• _MATERIALS PROVIDED_:
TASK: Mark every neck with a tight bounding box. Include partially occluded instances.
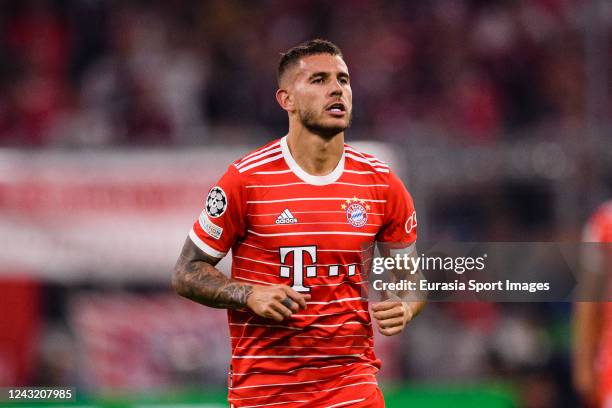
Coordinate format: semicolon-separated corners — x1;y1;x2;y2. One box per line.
286;125;344;176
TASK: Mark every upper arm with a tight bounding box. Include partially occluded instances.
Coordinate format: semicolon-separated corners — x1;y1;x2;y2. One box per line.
176;236;222;268
189;164;247;259
172;237;222;295
377;170;417;247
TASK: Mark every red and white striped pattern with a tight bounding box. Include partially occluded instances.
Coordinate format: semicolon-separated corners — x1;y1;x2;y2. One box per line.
235;141;284;173
190;136;417;407
344;145;390;173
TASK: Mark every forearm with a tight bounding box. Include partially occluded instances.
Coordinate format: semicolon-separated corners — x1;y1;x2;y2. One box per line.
386;267;427;307
172;258;253;309
380;244;427;304
391;258;427;319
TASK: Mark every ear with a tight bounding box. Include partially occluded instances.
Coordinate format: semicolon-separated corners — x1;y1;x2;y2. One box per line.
276;88;294;113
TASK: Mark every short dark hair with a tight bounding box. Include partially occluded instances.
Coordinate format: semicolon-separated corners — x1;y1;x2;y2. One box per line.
277;39;343;85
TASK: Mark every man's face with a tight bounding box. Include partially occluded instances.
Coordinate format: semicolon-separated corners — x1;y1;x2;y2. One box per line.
285;54;352;138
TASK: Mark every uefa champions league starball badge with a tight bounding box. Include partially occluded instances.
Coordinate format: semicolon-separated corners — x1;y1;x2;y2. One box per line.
206;186;227;218
341;197;370;228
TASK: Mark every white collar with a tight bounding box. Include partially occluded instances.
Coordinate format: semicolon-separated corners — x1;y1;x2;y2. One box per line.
280;135;345;186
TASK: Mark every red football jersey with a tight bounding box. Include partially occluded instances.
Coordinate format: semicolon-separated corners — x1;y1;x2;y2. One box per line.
584;201;612;406
190;136;417;408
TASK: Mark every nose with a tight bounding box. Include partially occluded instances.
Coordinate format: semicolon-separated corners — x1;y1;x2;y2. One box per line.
329;80;343;97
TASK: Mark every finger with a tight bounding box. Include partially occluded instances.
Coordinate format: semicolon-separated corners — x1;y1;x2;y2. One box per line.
281;297;299;313
378;325;402;336
264;308;285;322
283;286;309;310
373;307;404;321
371;301;400;312
271;301;293;319
282;286;307;309
376;316;405;329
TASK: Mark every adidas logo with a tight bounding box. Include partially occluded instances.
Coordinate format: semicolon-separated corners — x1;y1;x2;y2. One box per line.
276;209;298;224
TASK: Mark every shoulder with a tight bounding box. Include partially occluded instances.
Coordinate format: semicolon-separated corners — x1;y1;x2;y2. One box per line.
343;143;411;193
231;138;286;176
343;143;391;176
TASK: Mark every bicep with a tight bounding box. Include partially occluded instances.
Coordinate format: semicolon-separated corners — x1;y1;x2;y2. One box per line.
378;171;417;245
189;165;246;258
177;237;222;268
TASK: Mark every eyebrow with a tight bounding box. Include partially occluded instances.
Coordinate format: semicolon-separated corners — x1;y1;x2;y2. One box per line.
308;71;350;80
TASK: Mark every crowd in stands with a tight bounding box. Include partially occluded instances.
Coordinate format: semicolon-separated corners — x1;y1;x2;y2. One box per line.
1;3;608;407
0;0;601;147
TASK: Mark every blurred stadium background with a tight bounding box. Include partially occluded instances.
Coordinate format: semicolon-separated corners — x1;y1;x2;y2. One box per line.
1;0;611;407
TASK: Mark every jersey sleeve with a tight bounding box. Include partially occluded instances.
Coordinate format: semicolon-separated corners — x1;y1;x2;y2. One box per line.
189;164;246;259
377;170;417;248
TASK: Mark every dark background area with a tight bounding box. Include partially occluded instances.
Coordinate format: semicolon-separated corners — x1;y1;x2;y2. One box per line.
0;1;611;407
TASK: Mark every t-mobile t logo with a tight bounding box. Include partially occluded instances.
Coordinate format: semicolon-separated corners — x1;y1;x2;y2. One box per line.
279;246;317;292
279;245;358;292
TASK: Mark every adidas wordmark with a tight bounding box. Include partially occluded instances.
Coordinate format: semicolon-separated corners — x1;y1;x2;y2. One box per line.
275;209;298;224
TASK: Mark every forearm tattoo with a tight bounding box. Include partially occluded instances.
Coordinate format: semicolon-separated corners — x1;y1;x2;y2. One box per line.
172;239;253;309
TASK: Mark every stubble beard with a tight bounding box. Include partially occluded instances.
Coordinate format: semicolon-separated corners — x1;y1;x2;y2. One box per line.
299;108;352;140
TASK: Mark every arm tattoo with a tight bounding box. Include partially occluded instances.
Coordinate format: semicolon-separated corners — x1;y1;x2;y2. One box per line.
172;238;253;309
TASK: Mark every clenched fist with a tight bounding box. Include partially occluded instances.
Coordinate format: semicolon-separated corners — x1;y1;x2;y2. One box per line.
371;301;422;336
246;284;311;322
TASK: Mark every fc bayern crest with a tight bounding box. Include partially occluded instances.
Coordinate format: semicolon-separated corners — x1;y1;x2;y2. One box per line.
341;197;370;228
206;186;227;218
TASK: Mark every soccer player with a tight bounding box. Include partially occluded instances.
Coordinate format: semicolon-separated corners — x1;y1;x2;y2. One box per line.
172;39;424;408
574;201;612;408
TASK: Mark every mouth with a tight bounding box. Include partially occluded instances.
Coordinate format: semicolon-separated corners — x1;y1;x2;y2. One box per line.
325;102;346;117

• _WORK REQUEST_: Output the lines of the data exactly, starting at the first and ending with the line that has "TASK: Mark every upper". Pictures are not part of it.

• _REPLY_:
TASK: Mark every neck with a tight bounding box. Include partially occluded instances.
Coordinate format: semicolon-separated corners — x1;y1;x2;y2. One box per line.
286;125;344;176
TASK: Mark every upper arm with a tight bounding box. Include partially occluded instances.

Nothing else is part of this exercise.